# AIM OF THE TASK
Reproduce the material below word for word, every line unchanged.

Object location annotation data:
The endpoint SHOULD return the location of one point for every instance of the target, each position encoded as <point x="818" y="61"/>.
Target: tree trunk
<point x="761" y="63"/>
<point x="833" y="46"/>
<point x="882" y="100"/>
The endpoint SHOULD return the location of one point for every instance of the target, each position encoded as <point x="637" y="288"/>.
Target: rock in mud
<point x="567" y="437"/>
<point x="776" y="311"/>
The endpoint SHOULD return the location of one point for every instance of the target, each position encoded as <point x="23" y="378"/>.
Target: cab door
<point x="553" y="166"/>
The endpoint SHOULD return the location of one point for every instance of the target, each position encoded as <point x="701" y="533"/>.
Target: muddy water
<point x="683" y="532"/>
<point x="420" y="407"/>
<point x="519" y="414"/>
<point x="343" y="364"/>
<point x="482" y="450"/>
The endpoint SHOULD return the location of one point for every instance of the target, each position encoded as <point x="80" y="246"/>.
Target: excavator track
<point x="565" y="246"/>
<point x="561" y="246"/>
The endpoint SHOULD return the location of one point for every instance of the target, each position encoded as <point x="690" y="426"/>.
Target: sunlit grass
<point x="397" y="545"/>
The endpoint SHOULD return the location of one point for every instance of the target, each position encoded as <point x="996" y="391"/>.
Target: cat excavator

# SOLUTION BELOW
The endpoint SHOULD return the location of one point for every instance of the target, each position encoded as <point x="818" y="61"/>.
Target: tree trunk
<point x="761" y="63"/>
<point x="833" y="46"/>
<point x="882" y="100"/>
The endpoint SHOULD return the location of one point for every instance of the target, each position encoded as <point x="637" y="288"/>.
Target: rock in mud
<point x="567" y="437"/>
<point x="776" y="311"/>
The endpoint SHOULD return the location of one point for every instance of the target, each position encoded as <point x="23" y="378"/>.
Target: cab door
<point x="553" y="166"/>
The endpoint SHOULD return the location of one point for every instance of the target, each position encoded as <point x="701" y="533"/>.
Target: muddy water
<point x="683" y="532"/>
<point x="420" y="407"/>
<point x="519" y="414"/>
<point x="343" y="364"/>
<point x="482" y="450"/>
The endpoint SHOULD return the location of one point for every instance of the target, each position encoded as <point x="80" y="246"/>.
Target: excavator track
<point x="565" y="246"/>
<point x="561" y="246"/>
The endpoint SHOULD return the location of one point for every instance of the target, each position encoded as <point x="690" y="426"/>.
Target: sunlit grass
<point x="397" y="545"/>
The endpoint SHOULD return the location of one point for every instance of the target, each position encoded as <point x="996" y="391"/>.
Target: cat excavator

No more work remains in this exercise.